Task description: Which years or decades does the Emmit McHenry piece mention? List every one, in the order it appears.

Text:

# # # # # # #

Black History Fun Fact Friday – Emmit McHenry

The internet. We all know it, and in 2024, babies are born with it in their hands.

In today’s world, looking something up on the web is normal behavior, and for some, the first thing they do when they wake up in the morning. Whether you grab your phone or use the computer to log in at work, we don’t go a day without typing something into a search bar or scrolling on social media.

But it was not always this way.

Before anyone ever heard of the internet, its seeds were planted in 1957 in the historical context of the Cold War. In the 1960s, government researchers also used it to share information.

Today, we are learning about the man who created the computer code for .com.

Emmit McHenry was born in Forrest City, Arkansas, in 1943 and was raised in Tulsa, Oklahoma, renowned for being a prosperous Black community. While McHenry came of age years after the Tulsa Race Riot, footage from Pastor Solomon Sir Jones shows that by 1925 and even into the 1940s, Black Wall Street was rebuilt.

# # # # # # #

Given data:

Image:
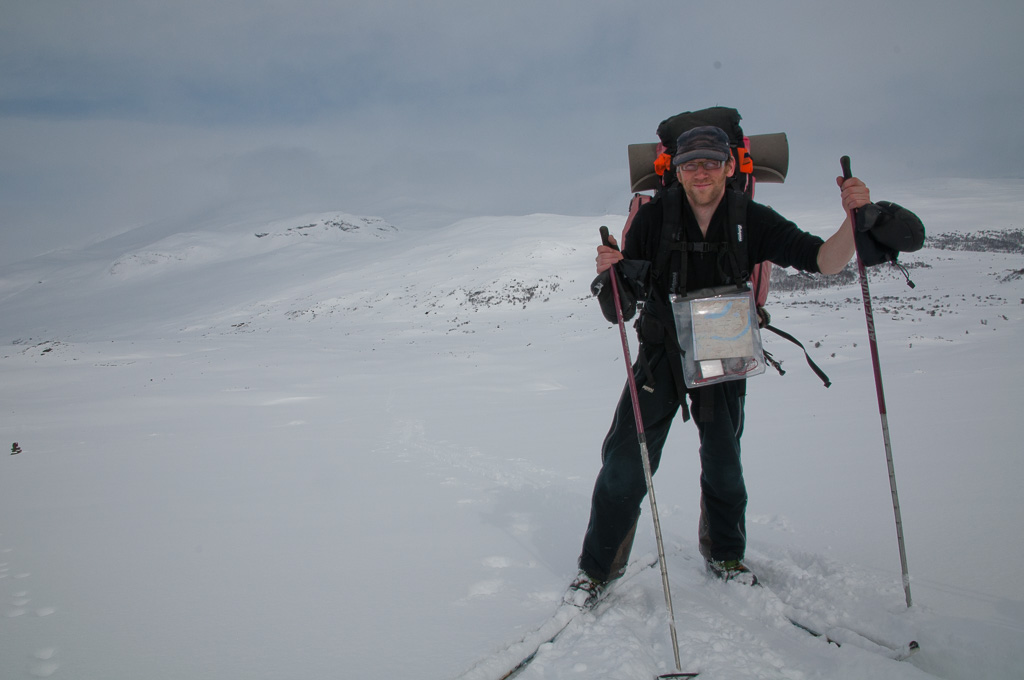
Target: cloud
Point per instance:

# # # # # # #

Answer in full: 2024, 1957, the 1960s, 1943, 1925, the 1940s